**How to complete this task**
Find all lines below containing the string "right" and return them.

━━━━━ Provided data

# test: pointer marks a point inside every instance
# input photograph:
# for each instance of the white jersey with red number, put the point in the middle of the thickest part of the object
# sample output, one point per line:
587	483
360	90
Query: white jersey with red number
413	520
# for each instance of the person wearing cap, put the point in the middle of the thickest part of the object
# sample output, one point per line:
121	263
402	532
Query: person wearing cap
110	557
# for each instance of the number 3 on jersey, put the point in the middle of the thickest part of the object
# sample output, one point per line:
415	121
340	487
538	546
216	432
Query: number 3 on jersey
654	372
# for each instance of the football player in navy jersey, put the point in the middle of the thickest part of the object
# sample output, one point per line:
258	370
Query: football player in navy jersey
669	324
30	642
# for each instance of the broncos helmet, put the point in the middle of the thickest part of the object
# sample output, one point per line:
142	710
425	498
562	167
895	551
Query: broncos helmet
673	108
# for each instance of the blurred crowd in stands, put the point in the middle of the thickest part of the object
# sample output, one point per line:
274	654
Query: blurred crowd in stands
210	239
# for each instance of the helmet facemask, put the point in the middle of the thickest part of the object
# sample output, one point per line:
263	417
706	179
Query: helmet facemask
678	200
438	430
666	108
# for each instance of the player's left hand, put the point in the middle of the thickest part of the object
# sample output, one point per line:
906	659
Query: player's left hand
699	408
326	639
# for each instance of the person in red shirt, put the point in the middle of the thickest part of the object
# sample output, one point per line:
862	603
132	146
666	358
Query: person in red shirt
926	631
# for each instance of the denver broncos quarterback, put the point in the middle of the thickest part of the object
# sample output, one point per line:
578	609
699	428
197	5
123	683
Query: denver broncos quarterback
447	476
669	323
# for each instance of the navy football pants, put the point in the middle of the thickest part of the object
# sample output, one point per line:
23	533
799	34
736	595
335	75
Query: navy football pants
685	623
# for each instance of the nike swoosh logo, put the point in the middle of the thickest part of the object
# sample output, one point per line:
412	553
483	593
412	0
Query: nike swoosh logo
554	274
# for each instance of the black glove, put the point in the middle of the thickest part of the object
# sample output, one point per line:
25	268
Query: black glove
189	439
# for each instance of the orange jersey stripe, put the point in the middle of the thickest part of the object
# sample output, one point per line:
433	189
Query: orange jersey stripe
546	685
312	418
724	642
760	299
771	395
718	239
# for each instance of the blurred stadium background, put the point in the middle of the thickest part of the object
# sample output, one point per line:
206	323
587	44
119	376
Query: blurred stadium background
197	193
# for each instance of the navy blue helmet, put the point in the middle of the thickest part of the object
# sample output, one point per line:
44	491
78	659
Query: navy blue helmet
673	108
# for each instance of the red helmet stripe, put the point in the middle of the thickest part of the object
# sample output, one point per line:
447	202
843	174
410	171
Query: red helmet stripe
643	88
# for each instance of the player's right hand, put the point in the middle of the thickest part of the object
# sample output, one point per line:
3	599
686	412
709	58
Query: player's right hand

━━━━━━━━━━

**Answer for this exercise**
# for each instance of the player's right hand, put the point in the middle of the thickest part of the object
Query: player's right hand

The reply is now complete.